Material supplied below:

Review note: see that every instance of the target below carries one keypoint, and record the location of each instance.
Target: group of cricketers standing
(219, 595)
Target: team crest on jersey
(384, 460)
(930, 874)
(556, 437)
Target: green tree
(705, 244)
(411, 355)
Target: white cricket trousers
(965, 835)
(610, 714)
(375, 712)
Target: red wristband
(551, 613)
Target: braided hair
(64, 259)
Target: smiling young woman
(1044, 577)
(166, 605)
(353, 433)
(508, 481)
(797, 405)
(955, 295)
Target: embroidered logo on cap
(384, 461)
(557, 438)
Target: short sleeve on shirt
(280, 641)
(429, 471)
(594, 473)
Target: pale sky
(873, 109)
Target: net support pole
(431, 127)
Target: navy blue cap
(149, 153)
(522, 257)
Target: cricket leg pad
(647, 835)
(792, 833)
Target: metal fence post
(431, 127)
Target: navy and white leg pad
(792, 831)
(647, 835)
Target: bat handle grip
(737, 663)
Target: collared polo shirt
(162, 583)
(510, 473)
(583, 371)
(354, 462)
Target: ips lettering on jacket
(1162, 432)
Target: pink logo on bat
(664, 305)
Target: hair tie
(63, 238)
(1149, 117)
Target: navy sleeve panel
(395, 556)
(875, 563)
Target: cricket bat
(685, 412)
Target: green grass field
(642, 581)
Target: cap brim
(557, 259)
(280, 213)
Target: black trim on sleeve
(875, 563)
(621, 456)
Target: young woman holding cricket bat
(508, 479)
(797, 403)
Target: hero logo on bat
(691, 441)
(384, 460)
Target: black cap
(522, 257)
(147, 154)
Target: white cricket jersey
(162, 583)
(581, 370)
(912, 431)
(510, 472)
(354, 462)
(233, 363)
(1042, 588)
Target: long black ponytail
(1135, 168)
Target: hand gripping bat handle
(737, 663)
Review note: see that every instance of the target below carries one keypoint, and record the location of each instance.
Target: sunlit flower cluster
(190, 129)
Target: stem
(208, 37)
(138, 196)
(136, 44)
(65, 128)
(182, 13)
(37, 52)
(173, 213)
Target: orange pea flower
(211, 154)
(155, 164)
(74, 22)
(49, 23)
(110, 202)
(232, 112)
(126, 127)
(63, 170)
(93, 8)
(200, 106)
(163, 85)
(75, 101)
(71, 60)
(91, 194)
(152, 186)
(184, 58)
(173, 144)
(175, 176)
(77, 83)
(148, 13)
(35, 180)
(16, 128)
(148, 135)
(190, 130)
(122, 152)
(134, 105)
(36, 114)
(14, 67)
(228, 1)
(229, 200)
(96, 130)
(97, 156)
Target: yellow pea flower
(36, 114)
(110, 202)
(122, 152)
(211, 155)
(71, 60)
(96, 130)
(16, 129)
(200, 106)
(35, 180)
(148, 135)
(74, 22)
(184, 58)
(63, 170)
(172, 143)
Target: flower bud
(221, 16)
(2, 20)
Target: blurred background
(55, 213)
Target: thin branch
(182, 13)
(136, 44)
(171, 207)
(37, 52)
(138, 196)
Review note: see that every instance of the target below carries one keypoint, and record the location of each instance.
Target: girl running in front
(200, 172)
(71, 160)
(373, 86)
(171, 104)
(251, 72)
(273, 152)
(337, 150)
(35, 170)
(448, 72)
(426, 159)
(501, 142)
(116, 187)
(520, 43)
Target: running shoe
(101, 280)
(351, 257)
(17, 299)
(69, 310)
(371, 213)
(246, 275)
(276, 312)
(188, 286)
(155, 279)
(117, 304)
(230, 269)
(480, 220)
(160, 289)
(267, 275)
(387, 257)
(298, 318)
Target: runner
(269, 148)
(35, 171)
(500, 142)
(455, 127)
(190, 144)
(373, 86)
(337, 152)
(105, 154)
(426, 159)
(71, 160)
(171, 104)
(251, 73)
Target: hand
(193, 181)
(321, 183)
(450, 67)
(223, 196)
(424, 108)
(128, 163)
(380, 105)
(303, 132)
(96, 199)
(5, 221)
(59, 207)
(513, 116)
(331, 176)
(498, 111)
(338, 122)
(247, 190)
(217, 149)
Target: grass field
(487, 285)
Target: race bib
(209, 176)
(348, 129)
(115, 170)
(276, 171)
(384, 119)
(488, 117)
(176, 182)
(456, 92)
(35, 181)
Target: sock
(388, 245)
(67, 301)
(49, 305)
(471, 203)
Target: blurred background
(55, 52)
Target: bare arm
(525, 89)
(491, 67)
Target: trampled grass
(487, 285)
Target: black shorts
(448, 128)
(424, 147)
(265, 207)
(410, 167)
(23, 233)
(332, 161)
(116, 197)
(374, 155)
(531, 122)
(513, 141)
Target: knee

End of Material supplied.

* _Work to complete_:
Take the entries above and return all of them exactly.

* _Result of this task_:
Review note: see that every instance of the target below carries one keypoint, and record the location of each instance.
Target: group of cricketers standing
(219, 595)
Target: team crest on jersey
(384, 460)
(930, 874)
(556, 437)
Target: green tree
(705, 244)
(411, 355)
Target: white cricket trousers
(965, 835)
(610, 714)
(375, 712)
Target: red wristband
(551, 613)
Target: braided hair
(64, 259)
Target: smiling young woman
(1044, 577)
(166, 605)
(353, 433)
(508, 481)
(797, 405)
(955, 295)
Target: embroidered logo on cap
(384, 461)
(557, 438)
Target: short sleeve on shirt
(280, 641)
(429, 471)
(594, 473)
Target: pale sky
(873, 109)
Target: net support pole
(431, 127)
Target: navy blue cap
(149, 153)
(522, 257)
Target: cricket leg pad
(647, 835)
(792, 833)
Target: metal fence post
(431, 127)
Target: navy and white leg pad
(792, 831)
(647, 835)
Target: bat handle grip
(737, 663)
Target: collared polo shirt
(162, 583)
(510, 473)
(583, 371)
(354, 462)
Target: ips lettering on jacket
(1162, 432)
Target: pink logo on bat
(664, 305)
Target: hair tie
(63, 238)
(1149, 117)
Target: navy sleeve panel
(395, 556)
(875, 563)
Target: cricket bat
(685, 412)
Target: green grass field
(642, 581)
Target: cap brim
(557, 259)
(280, 213)
Target: black trim on sleeve
(875, 563)
(621, 456)
Target: young woman holding cricket bat
(508, 479)
(797, 403)
Target: hero logo on bat
(691, 441)
(384, 460)
Target: black cap
(522, 257)
(147, 154)
Target: white cricket jersey
(162, 583)
(581, 370)
(912, 431)
(510, 472)
(354, 462)
(233, 363)
(1042, 588)
Target: long black ponytail
(1135, 168)
Target: hand gripping bat handle
(737, 663)
Review note: see that every instance of the target below carries one keypoint, and record the location of each instance.
Target: sunlit flower cluster
(190, 129)
Target: stem
(208, 37)
(138, 196)
(136, 44)
(65, 128)
(182, 13)
(37, 52)
(173, 213)
Target: orange pea flower
(211, 154)
(155, 164)
(74, 22)
(49, 23)
(110, 202)
(232, 112)
(126, 127)
(63, 170)
(93, 8)
(200, 106)
(163, 85)
(75, 101)
(71, 60)
(91, 194)
(152, 186)
(184, 58)
(173, 144)
(175, 176)
(77, 83)
(148, 13)
(35, 180)
(16, 128)
(148, 135)
(190, 130)
(122, 152)
(134, 105)
(36, 114)
(14, 67)
(228, 1)
(229, 200)
(96, 130)
(97, 156)
Target: yellow pea flower
(36, 114)
(110, 202)
(122, 152)
(211, 155)
(71, 60)
(96, 130)
(16, 129)
(200, 106)
(35, 180)
(148, 135)
(74, 22)
(184, 58)
(63, 170)
(172, 143)
Target: flower bud
(221, 16)
(2, 20)
Target: blurred background
(55, 213)
Target: thin branch
(182, 13)
(136, 44)
(171, 207)
(37, 52)
(138, 196)
Review note: see that every instance of the target below carries one keypoint, and record the location of each instance.
Target: girl running in front
(200, 172)
(71, 160)
(373, 86)
(171, 104)
(251, 72)
(273, 152)
(337, 150)
(35, 170)
(448, 72)
(426, 159)
(501, 142)
(116, 187)
(520, 43)
Target: running shoe
(101, 280)
(351, 257)
(17, 299)
(69, 310)
(371, 213)
(246, 275)
(276, 312)
(188, 286)
(155, 279)
(117, 304)
(230, 269)
(480, 220)
(160, 289)
(267, 275)
(387, 257)
(298, 318)
Target: runner
(269, 148)
(35, 171)
(500, 142)
(455, 127)
(190, 144)
(373, 86)
(337, 152)
(105, 154)
(426, 159)
(71, 160)
(171, 104)
(251, 73)
Target: hand
(193, 181)
(321, 183)
(450, 67)
(223, 196)
(424, 108)
(128, 163)
(380, 105)
(303, 132)
(96, 199)
(5, 221)
(59, 207)
(513, 116)
(331, 176)
(498, 111)
(338, 122)
(247, 190)
(217, 149)
Target: grass field
(487, 285)
Target: race bib
(209, 176)
(348, 129)
(115, 170)
(276, 171)
(384, 119)
(488, 117)
(176, 182)
(456, 92)
(35, 181)
Target: sock
(388, 245)
(67, 301)
(49, 305)
(471, 203)
Target: blurred background
(55, 52)
Target: bare arm
(525, 89)
(491, 67)
Target: trampled grass
(487, 285)
Target: black shorts
(448, 128)
(424, 147)
(265, 207)
(410, 167)
(23, 233)
(332, 161)
(116, 197)
(374, 155)
(531, 122)
(513, 141)
Target: knee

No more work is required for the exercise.